[BEGIN]

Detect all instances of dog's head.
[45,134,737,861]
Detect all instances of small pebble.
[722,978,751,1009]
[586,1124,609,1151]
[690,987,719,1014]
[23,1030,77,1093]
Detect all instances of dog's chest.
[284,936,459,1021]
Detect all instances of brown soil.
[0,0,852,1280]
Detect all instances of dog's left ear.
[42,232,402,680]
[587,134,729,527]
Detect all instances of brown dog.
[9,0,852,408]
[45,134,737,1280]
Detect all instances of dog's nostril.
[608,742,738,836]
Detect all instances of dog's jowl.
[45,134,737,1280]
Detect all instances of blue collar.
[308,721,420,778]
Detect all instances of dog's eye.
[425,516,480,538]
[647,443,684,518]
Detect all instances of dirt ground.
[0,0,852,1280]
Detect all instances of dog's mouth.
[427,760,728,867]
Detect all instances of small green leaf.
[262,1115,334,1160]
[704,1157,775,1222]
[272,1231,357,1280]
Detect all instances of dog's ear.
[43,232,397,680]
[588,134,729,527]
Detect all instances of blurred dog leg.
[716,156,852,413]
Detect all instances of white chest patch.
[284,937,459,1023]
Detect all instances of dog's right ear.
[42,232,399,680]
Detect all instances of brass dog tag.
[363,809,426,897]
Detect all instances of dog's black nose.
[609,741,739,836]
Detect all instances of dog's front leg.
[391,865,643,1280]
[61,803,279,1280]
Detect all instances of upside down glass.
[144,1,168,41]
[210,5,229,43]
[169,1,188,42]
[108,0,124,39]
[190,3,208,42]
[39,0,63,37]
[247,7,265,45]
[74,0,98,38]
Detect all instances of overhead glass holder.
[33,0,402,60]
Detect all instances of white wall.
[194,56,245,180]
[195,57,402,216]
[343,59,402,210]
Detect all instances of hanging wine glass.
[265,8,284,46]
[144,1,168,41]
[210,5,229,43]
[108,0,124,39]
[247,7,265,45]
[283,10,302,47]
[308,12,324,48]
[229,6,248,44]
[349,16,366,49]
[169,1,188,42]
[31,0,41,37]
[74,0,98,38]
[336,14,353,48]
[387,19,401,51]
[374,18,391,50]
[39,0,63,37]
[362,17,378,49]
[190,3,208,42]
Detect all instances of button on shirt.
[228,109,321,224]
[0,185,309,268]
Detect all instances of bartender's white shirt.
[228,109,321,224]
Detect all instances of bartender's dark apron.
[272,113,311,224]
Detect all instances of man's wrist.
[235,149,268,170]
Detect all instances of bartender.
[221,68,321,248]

[END]

### [REQUIRED TASK]
Reproduce the records starting at the line containing "Detect all instances of dog's eye." and ending after the line containing "[609,741,739,836]", keeping the requests and shifting every bounding-box coordinate in the answers up by 68. Output only those lines.

### [EXPECTED ANSWER]
Detect all instances of dog's eye.
[493,584,548,606]
[715,511,752,586]
Detect all instances of dirt ground.
[68,68,920,1348]
Detect all instances of dog's mouth.
[495,828,796,935]
Detect all instances of small green leaf.
[330,1183,402,1228]
[772,1225,843,1290]
[340,1299,425,1348]
Detect all instances of dog's ear.
[111,300,465,748]
[656,202,797,595]
Detect all instances of blurred dog leg.
[784,224,920,481]
Detect all instances of white chest patch.
[352,1005,527,1091]
Detect all instances of dog's right ear.
[110,300,467,748]
Detect all instances of brass dog tag.
[431,877,494,965]
Detect all instances of dog's black nose.
[677,809,807,904]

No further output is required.